● **Provided passage**:
··········

Searching for Heaven

ByABC News
December 15, 2005, 8:01 PM

Dec. 16, 2005 — -- On Dec. 11, 2002, 42-year-old Deb Foster checked into Scripps Memorial Hospital in San Diego to give birth. Her doctors performed a successful Caesarean section, delivering her second child -- a healthy baby girl named Bryce. Her family was thrilled, especially her husband, Andy, and their one and a half-year-old son, Christopher. Within hours, however, Foster was fighting for her life.

"It was as if my breath was knocked out of me, and I couldn't breathe. I said: 'I'm dying. I'm dying. Help me,'" Foster recalled.

She had suffered an amniotic fluid embolism -- a life-threatening condition. "It [the embolism] went in through my heart into my lungs and shut everything down. I was flat-lined. There wasn't a pulse. I was dead," Foster said. The doctors later confirmed that Foster was clinically dead for about four minutes. As they struggled to bring her back to life, she says she took an unforgettable journey.

"I immediately went to a different place. I was on a staircase, and the staircase went as high up into the sky as you can imagine and the sky was the most incredible color of blue that does not exist in this life. It's not on any color palette. I've tried to find it after this experience. It doesn't exist."

··········

● **Data shown**:
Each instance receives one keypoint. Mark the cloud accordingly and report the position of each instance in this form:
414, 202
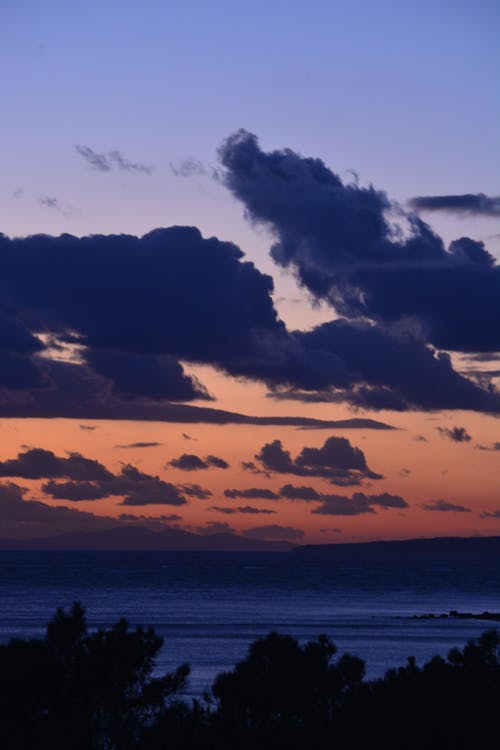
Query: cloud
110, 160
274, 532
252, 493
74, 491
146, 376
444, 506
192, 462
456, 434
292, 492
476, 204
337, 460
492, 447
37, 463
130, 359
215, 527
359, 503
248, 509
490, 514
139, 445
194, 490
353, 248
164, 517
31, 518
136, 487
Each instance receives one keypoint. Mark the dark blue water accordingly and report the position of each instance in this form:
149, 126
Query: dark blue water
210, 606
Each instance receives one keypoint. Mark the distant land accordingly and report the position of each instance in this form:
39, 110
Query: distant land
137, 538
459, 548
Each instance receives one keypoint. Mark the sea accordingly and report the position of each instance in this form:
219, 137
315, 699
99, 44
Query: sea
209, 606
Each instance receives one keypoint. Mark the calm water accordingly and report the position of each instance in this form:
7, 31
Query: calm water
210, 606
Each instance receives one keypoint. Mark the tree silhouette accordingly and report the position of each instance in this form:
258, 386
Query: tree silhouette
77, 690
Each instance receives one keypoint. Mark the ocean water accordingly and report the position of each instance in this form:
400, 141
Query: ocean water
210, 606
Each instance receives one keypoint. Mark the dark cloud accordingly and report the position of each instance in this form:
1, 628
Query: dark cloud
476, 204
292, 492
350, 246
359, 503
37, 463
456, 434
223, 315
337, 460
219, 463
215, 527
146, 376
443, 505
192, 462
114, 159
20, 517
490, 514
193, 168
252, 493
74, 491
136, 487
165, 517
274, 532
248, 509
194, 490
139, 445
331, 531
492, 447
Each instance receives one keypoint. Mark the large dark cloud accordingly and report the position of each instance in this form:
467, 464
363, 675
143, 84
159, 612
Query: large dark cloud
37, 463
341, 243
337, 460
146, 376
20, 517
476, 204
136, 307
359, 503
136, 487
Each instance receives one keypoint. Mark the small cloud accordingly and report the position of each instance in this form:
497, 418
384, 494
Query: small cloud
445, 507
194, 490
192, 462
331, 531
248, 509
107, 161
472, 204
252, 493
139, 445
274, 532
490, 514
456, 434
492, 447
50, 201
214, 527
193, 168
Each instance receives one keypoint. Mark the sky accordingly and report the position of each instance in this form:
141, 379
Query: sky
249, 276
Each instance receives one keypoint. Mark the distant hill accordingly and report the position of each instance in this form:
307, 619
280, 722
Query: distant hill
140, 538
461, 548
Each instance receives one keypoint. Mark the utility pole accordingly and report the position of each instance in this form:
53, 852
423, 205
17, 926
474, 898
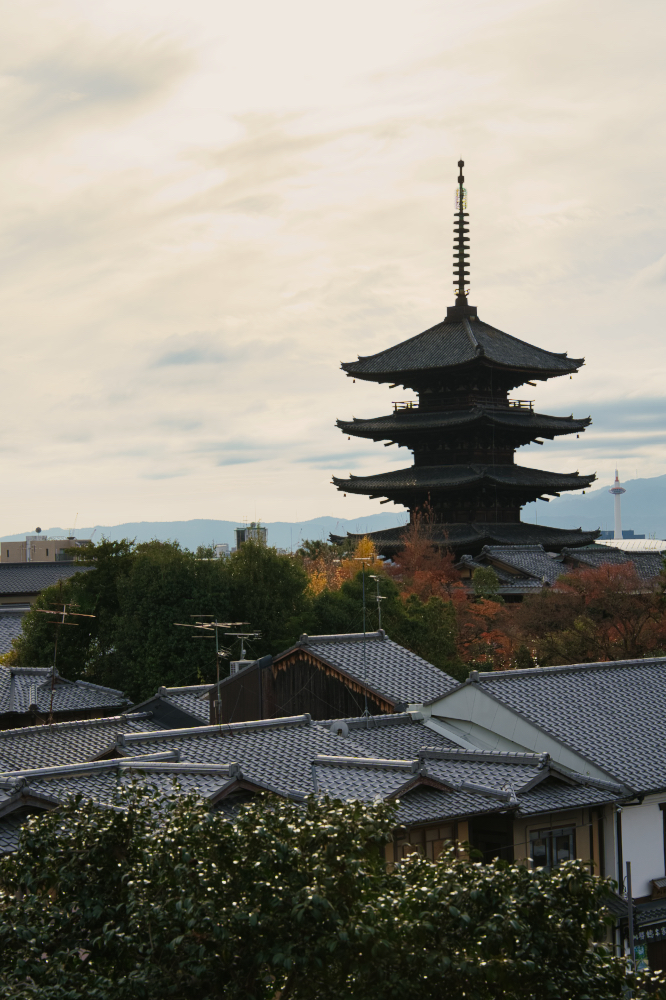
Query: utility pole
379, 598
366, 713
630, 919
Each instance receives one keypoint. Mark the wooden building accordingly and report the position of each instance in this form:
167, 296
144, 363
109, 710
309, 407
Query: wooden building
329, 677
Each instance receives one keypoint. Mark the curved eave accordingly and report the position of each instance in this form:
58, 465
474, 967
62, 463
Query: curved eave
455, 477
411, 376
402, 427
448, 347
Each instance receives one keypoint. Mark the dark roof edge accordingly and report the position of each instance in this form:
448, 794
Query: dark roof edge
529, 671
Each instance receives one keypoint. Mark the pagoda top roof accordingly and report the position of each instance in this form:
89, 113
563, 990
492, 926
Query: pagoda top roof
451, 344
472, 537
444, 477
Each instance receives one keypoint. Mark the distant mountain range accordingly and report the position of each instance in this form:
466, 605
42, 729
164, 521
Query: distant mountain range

··········

● **Task instructions**: Continue the account of Deb Foster's near-death experience, beginning right after its last sentence.

● **Output of the exercise**:
Foster said she had company during her journey. "There were dogs and cats going up and down the staircase, and they were very gleeful. And you could just tell they were so intensely happy. ... I was in this place of incredible peace. There wasn't any pain. It was serene. It was the perfect moment," she said.

Foster believes she saw a glimpse of heaven.

British psychologist Dr. Susan Blackmore spent decades searching for a scientific explanation for the near-death experience. She developed a theory that these experiences can be explained as the product of a dying brain. "We know that when the oxygen levels fall in the brain, the inhibitory systems start to fail first and you get massive overactivity in the brain. It's kind of going wild in there. I think there is a true transformation but not because you've been to heaven," she said.